Your instructions – Copy each line in the data that includes the word "concrete".

Records for this task –
BEGIN
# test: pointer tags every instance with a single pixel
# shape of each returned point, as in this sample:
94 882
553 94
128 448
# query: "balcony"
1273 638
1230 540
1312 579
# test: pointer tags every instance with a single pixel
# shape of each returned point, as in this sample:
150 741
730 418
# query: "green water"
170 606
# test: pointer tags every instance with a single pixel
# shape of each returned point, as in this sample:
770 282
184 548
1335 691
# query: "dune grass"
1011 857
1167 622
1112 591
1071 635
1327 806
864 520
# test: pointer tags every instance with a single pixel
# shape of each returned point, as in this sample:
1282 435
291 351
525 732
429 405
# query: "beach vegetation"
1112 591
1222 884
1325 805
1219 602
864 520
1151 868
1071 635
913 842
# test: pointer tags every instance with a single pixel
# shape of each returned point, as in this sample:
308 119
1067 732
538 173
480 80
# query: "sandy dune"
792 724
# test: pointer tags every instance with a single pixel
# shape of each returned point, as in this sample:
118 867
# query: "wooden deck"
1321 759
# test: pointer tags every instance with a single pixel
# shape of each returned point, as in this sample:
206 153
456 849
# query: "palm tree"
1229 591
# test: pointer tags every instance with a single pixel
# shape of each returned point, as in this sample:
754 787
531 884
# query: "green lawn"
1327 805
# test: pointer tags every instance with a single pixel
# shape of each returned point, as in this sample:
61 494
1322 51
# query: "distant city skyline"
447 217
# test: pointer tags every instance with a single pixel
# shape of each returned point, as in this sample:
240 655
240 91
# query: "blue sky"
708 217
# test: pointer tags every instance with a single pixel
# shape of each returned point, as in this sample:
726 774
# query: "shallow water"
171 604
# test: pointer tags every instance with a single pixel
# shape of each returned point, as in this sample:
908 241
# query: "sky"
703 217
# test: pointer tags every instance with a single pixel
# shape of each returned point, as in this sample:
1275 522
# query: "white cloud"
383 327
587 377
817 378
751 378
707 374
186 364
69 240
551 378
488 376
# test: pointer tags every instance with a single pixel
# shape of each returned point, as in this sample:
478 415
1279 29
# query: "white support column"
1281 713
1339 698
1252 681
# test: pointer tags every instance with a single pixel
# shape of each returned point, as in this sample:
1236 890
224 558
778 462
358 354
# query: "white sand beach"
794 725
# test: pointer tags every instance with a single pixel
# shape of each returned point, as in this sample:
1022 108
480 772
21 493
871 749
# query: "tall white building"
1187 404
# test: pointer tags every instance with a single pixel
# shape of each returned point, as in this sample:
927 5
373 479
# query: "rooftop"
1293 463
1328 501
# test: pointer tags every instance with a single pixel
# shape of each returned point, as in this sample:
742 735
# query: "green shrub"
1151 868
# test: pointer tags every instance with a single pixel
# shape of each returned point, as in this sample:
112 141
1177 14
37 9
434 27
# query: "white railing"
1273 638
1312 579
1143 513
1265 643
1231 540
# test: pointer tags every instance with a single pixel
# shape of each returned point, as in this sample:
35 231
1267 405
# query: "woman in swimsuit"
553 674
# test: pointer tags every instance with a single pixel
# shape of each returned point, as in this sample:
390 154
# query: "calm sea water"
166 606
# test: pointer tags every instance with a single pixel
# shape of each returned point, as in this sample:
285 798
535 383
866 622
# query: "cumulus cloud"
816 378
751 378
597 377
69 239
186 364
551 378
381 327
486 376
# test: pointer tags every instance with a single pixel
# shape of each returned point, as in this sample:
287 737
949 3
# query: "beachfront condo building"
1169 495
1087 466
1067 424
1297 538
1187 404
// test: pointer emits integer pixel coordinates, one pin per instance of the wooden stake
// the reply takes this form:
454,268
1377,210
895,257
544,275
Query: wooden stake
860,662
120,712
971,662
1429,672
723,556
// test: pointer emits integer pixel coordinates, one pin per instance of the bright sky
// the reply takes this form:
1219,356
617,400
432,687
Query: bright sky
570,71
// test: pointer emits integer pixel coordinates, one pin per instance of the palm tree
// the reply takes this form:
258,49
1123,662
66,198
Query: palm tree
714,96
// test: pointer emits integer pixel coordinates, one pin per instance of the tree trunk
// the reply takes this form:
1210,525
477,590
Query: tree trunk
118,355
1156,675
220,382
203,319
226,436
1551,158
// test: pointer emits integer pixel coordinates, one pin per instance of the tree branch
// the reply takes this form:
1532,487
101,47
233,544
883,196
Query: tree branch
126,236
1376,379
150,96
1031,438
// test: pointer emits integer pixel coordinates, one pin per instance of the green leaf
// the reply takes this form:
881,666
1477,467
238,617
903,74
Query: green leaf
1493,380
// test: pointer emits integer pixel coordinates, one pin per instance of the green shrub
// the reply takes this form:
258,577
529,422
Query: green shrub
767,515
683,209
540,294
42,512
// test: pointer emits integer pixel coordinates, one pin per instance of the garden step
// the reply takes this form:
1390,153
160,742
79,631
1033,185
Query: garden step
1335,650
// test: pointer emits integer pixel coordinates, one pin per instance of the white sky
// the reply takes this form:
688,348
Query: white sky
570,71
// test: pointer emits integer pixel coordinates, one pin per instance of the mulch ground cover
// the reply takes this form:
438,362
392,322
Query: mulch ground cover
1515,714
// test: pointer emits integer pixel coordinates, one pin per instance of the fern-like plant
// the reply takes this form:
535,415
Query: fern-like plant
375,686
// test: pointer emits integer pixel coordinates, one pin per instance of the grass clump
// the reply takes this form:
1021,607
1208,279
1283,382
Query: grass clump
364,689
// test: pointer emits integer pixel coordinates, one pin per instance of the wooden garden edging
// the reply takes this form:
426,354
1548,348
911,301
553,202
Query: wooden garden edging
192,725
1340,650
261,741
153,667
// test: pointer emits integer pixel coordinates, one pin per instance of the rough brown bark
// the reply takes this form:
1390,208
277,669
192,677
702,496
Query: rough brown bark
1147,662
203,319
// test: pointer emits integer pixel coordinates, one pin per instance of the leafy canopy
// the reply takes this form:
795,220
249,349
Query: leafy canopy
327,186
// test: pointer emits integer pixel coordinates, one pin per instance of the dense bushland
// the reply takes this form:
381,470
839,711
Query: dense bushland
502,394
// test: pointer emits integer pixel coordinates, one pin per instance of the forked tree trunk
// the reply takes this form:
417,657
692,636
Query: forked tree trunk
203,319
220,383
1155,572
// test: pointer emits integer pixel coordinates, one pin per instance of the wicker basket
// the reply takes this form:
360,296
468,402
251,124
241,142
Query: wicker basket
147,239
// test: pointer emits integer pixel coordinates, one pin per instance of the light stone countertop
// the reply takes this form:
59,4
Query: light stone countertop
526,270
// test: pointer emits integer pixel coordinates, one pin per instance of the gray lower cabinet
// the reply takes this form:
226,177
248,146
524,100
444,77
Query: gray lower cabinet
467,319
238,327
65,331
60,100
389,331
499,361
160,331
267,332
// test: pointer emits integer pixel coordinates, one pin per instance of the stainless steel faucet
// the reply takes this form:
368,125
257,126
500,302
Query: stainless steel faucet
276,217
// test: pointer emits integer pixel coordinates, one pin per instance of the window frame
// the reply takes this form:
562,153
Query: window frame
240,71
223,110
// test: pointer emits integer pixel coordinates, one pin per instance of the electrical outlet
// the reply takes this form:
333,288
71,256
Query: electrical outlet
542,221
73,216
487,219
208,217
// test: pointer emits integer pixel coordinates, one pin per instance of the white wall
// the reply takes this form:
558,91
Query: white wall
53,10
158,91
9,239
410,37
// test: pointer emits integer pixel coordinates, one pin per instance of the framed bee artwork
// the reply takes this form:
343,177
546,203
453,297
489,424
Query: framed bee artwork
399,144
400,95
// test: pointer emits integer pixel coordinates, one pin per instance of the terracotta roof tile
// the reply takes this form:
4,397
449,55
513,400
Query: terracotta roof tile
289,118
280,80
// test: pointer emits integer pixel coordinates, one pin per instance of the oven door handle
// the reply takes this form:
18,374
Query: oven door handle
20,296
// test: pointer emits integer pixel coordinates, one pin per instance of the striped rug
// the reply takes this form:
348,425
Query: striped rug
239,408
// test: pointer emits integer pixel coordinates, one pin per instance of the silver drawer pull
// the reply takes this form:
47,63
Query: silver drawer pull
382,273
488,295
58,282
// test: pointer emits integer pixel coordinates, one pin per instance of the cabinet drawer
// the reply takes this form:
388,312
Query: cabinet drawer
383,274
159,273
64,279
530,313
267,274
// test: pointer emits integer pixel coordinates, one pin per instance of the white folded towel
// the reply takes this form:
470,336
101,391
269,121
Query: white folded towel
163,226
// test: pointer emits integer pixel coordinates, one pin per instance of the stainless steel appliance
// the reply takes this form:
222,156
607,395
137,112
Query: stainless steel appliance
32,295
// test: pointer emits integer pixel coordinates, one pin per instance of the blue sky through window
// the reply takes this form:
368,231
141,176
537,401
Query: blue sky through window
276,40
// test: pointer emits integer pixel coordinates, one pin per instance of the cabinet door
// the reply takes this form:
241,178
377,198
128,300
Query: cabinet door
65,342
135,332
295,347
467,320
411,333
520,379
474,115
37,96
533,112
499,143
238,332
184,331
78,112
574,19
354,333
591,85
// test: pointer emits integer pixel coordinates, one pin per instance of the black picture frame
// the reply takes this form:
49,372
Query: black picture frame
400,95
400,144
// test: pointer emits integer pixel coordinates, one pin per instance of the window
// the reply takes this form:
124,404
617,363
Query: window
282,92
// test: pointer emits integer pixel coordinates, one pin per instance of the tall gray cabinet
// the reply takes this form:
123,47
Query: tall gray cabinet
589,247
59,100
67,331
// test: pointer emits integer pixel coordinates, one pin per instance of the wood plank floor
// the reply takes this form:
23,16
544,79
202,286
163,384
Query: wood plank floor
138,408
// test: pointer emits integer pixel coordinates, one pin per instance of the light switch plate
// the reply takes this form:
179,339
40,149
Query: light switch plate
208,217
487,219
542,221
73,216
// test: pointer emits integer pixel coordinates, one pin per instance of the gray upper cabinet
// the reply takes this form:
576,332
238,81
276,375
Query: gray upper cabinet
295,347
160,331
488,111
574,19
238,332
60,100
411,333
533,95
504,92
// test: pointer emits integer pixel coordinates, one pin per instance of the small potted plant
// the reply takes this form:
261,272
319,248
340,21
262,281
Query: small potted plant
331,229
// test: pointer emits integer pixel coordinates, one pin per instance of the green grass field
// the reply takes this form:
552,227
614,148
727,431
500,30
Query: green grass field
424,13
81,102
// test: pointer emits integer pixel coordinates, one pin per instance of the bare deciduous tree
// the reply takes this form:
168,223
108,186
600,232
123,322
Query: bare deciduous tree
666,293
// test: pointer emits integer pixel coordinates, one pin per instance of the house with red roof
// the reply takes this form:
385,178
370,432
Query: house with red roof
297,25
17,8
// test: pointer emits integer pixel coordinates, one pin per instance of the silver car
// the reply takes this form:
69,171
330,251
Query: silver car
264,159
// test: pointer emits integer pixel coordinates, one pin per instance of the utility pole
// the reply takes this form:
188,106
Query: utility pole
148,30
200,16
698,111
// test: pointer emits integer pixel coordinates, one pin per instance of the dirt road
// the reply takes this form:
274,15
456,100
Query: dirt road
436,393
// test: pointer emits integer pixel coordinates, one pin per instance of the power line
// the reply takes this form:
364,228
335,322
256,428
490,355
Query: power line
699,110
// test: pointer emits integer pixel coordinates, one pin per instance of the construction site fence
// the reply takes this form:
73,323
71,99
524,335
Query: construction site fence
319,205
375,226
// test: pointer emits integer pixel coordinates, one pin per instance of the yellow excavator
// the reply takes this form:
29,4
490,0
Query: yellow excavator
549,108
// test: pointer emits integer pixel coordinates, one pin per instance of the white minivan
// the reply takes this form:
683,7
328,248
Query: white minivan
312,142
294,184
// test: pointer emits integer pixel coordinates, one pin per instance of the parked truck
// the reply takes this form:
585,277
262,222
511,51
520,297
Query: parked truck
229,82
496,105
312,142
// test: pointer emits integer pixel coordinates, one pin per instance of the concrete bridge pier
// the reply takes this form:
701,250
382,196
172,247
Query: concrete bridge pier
END
Response to this exercise –
// test: pointer emits integer pixel coordinates, one pin per instance of the concrete bridge pier
Query: concrete bridge pier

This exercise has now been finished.